- Born: 1819-09-02 Milan
- Died: 1899-11-16 Milan
- Occupations: Writer, historian, lawyer, politician

= Pier-Ambrogio Curti =

Italian writer and politician (1819–1899)

Pier Ambrogio Curti (1819–1899) was an Italian writer, historian, lawyer, and politician.

== Biography ==

Pier Ambrogio Curti was born in Milan on 2 August 1819. His ancient Lombard family is traced back to the 10th century. After completing his humanistic studies, Pier Ambrogio Curti entered the seminary in Lecco for theological studies, but soon realised that he was more interested in the humanities. He thus abandoned his ecclesiastical career and moved to Pavia to study law.

In Pavia, he wrote the Racconti storici danteschi, which he later published in Milan under the title Storie italiane del XII secolo narrate con la scorta della Divina Commedia. Also during this period, he wrote La figlia dell'armajuolo, a Milanese history of the 16th century. He started to collaborate with some literary magazines, already beginning to show a certain impatience with Austrian domination. Somewhere around 1841 he became friends with the actress Adelaide Ristori, to whom he dedicated a lively and affectionate biography in 1855.

------------------------------

Directions for this task –
Copy the Pier Ambrogio Curti biography in full, keeping every line unchanged. The listing that comes next has nothing to do with this.

Data excerpt –
------------------------------

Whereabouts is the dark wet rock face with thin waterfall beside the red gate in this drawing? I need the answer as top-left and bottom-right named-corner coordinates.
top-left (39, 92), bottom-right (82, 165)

------------------------------

Response box –
- Born: 1819-09-02 Milan
- Died: 1899-11-16 Milan
- Occupations: Writer, historian, lawyer, politician

= Pier-Ambrogio Curti =

Italian writer and politician (1819–1899)

Pier Ambrogio Curti (1819–1899) was an Italian writer, historian, lawyer, and politician.

== Biography ==

Pier Ambrogio Curti was born in Milan on 2 August 1819. His ancient Lombard family is traced back to the 10th century. After completing his humanistic studies, Pier Ambrogio Curti entered the seminary in Lecco for theological studies, but soon realised that he was more interested in the humanities. He thus abandoned his ecclesiastical career and moved to Pavia to study law.

In Pavia, he wrote the Racconti storici danteschi, which he later published in Milan under the title Storie italiane del XII secolo narrate con la scorta della Divina Commedia. Also during this period, he wrote La figlia dell'armajuolo, a Milanese history of the 16th century. He started to collaborate with some literary magazines, already beginning to show a certain impatience with Austrian domination. Somewhere around 1841 he became friends with the actress Adelaide Ristori, to whom he dedicated a lively and affectionate biography in 1855.